» **Supplied text**
····················

I recently bought a new home, my retirement home, which, to my delight, came equipped with a Huntsman Model 241 wood heater. So, all I have to do is learn two important things: (1) How to operate that wood stove properly and (2) How to acquire firewood.
The best firewood for a wood stove is any hardwood that is not pine. The best place to get it is either from deadfall on your own property or from a local sawmill, which usually has spare rough pieces of lumber with bark on it that they will often give away or sell cheap.
My research into the proper operation of a wood heater led me to the indisputable fact that I can’t just go into the woods, chop down a tree, cut it into firewood, and right away use that firewood to build a great roaring fire in my new-to-me wood heater. So along with the two important questions listed above, I have to answer the questions: (1) Does firewood have to be cured or seasoned? And, if so, (2) How to cure or season firewood.
With my work cut out for me, my research led me to follow these steps:
- Talked to people I know who have a wood heater.
- Read articles on all the above-mentioned topics.
- Watched YouTube videos on everything to do with firewood.
- Acquired a copy of “Instructions for Installation and Operation of a Model 241 Huntsman Wood Burning Heater.”
From all the sources that I just mentioned, the following information covers breaks down and explains all the things I learned about firewood, from start to finish.
Where Can I Get Firewood for a Wood Stove?
There are quite a few options. I will list them in order of preference. If necessary, you may want to use several of these sources.
Best Places to Get Firewood for a Wood Stove:
- Gather firewood from your own property- Either previously felled trees can be harvested or new trees cut.
- Make a trip to the local sawmill- They usually have rough pieces of lumber with bark on it that can’t be sold as a quality product but can either be obtained for a low price or for free.
- Begin collecting pallets to use as firewood- Some companies, including some trucking companies, are happy to part with pallets that they no longer need. These can be taken apart and used as firewood unless they have been treated with chemicals. Just be sure to remove all nails before using for firewood.
- Call the local tree trimmer or tree removal service- They sometimes give away free firewood, or at least sell it at a very reasonable cost.
- Look for someone local with firewood for sale- You will often see signs posted in your community by people with firewood for sale.
- Purchase bundles of firewood from local grocery or building supply stores- These can usually be found just outside the front door of those businesses.
Can I Use Any Kind of Firewood in My Wood Heater?
You can use any kind of firewood in a wood heater. However, I recommend avoiding pine. Even though it makes a great firestarter and a fantastic outdoor fire, it does not make the best firewood for indoor fires.
What Kind of Wood You Should Not Burn in a Wood Stove?
Pine trees, or any tree with a lot of sap, rank low on the list of good firewood for an indoor fireplace or wood heater because of the following reasons:
- Excessive amounts of sap and resin in the wood make it messy to work with.

····················

» **Brief 1**
Retype the passage of the firewood text between "With my work" and "the above-mentioned topics.", inclusive.
The firewood text and the records are unrelated material.

» **Information supplied**
····················

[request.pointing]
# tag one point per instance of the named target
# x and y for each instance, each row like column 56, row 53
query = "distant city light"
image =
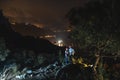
column 60, row 42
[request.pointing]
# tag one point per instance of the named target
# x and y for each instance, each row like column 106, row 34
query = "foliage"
column 3, row 50
column 96, row 26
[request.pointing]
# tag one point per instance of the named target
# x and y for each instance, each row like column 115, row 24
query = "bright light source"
column 60, row 43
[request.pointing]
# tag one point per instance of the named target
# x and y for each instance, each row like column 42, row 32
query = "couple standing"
column 69, row 53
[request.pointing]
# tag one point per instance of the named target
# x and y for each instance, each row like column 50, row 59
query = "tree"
column 96, row 27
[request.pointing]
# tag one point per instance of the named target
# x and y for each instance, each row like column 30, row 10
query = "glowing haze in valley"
column 49, row 14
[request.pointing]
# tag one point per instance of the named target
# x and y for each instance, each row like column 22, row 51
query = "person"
column 66, row 56
column 71, row 53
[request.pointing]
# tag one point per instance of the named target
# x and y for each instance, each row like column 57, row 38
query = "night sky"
column 41, row 13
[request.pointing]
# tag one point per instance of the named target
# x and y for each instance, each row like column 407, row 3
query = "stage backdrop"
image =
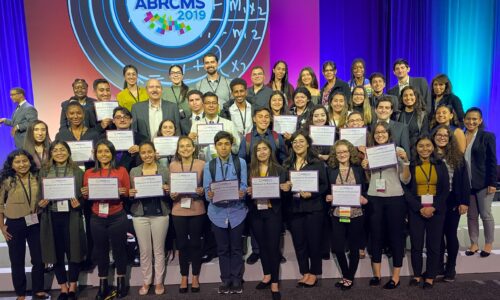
column 71, row 39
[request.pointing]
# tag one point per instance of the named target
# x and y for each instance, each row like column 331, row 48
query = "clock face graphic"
column 155, row 34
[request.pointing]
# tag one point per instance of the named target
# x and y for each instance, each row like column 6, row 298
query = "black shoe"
column 121, row 287
column 253, row 258
column 391, row 285
column 375, row 281
column 263, row 285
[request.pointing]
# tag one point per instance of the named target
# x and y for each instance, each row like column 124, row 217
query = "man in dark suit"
column 399, row 131
column 147, row 115
column 401, row 68
column 22, row 117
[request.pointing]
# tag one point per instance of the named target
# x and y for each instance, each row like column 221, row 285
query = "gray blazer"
column 140, row 114
column 22, row 118
column 420, row 83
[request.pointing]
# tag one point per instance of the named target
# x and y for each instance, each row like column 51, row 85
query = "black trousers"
column 306, row 229
column 450, row 240
column 188, row 231
column 347, row 234
column 266, row 226
column 105, row 230
column 230, row 252
column 60, row 230
column 387, row 213
column 432, row 229
column 17, row 252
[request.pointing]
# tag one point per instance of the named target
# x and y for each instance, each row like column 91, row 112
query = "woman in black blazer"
column 428, row 190
column 480, row 155
column 306, row 210
column 344, row 168
column 266, row 216
column 457, row 203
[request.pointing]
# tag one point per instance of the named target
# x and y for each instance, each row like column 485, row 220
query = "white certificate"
column 265, row 187
column 356, row 136
column 183, row 182
column 381, row 156
column 225, row 190
column 59, row 188
column 121, row 139
column 207, row 132
column 346, row 195
column 148, row 186
column 81, row 150
column 166, row 145
column 304, row 181
column 104, row 109
column 322, row 135
column 103, row 188
column 282, row 124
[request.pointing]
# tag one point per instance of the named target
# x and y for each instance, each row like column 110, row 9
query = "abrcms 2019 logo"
column 170, row 23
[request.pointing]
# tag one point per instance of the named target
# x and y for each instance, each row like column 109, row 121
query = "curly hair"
column 333, row 162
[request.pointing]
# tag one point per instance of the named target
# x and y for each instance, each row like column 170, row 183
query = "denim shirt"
column 229, row 212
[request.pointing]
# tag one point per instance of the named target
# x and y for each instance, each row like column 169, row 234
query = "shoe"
column 253, row 258
column 375, row 281
column 263, row 285
column 427, row 285
column 484, row 253
column 276, row 295
column 103, row 291
column 224, row 288
column 390, row 285
column 121, row 287
column 282, row 259
column 62, row 296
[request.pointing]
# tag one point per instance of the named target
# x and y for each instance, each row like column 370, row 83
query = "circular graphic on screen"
column 155, row 34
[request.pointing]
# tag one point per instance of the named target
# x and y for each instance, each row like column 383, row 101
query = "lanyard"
column 427, row 178
column 347, row 177
column 28, row 197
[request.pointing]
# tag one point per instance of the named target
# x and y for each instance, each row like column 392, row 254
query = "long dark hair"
column 273, row 165
column 311, row 155
column 8, row 172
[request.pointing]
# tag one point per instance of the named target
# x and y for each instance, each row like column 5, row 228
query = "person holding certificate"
column 458, row 201
column 347, row 221
column 188, row 214
column 265, row 212
column 306, row 209
column 61, row 221
column 387, row 207
column 227, row 216
column 150, row 217
column 428, row 190
column 20, row 188
column 108, row 221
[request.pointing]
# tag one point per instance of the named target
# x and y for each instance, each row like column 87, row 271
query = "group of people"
column 444, row 167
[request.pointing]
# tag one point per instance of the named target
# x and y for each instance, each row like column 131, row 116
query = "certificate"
column 166, row 145
column 356, row 136
column 148, row 186
column 304, row 181
column 121, row 139
column 183, row 182
column 59, row 188
column 81, row 150
column 322, row 135
column 346, row 195
column 207, row 132
column 104, row 109
column 381, row 156
column 103, row 188
column 225, row 190
column 265, row 187
column 282, row 124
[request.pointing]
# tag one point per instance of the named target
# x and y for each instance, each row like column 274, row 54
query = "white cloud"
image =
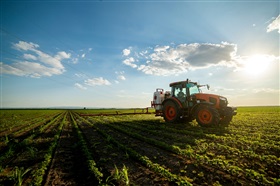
column 130, row 62
column 29, row 57
column 97, row 81
column 126, row 52
column 43, row 64
column 22, row 45
column 121, row 77
column 78, row 85
column 62, row 55
column 167, row 60
column 274, row 25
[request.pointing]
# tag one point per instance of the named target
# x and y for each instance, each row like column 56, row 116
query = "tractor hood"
column 218, row 101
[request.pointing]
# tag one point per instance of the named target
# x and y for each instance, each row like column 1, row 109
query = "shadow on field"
column 179, row 134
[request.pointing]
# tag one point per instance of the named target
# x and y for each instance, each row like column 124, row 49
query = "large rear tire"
column 207, row 116
column 171, row 112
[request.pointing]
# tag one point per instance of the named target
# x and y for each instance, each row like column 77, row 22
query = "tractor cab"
column 186, row 102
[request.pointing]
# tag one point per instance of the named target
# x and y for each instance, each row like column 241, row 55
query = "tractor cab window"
column 180, row 93
column 193, row 89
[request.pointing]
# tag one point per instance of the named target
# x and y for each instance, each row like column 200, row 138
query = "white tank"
column 158, row 98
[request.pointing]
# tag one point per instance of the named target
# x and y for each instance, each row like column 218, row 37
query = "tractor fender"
column 175, row 100
column 193, row 109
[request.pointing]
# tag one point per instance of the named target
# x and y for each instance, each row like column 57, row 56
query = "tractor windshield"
column 193, row 88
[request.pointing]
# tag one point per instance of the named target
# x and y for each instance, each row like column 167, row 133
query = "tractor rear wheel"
column 171, row 112
column 207, row 116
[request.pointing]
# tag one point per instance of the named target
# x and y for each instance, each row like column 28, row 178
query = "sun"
column 256, row 64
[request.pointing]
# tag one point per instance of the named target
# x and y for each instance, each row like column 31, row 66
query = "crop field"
column 70, row 147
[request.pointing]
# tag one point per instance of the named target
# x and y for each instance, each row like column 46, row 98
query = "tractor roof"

····················

» **Brief 2**
Echo the lines of the records from the start of the records through the line that holds "column 41, row 13", inclusive, leaving the pictures out.

» **Task output 1**
With my work cut out for me, my research led me to follow these steps:
- Talked to people I know who have a wood heater.
- Read articles on all the above-mentioned topics.

» **Task output 2**
[request.pointing]
# tag one point per instance of the named target
# x and y for each instance, each row like column 56, row 53
query = "distant city light"
image =
column 60, row 42
[request.pointing]
# tag one point per instance of the named target
# x and y for each instance, each row like column 106, row 34
query = "foliage"
column 3, row 50
column 96, row 26
[request.pointing]
# tag one point per instance of the named target
# x and y for each instance, each row like column 115, row 24
query = "bright light source"
column 60, row 43
[request.pointing]
# tag one point per instance of the named target
# x and y for each instance, each row like column 42, row 32
query = "couple standing"
column 69, row 53
[request.pointing]
# tag one point per instance of the named target
# x and y for each instance, each row like column 50, row 59
query = "tree"
column 96, row 27
[request.pointing]
# tag one point per instance of the named target
# x and y for each instance, each row like column 30, row 10
query = "glowing haze in valley"
column 49, row 14
[request.pointing]
# tag one point per instance of the named target
# x and y for each instance, each row like column 22, row 51
query = "person"
column 66, row 56
column 71, row 53
[request.pointing]
# tag one point per instance of the named target
# x and y for each instance, each row like column 57, row 38
query = "night sky"
column 41, row 13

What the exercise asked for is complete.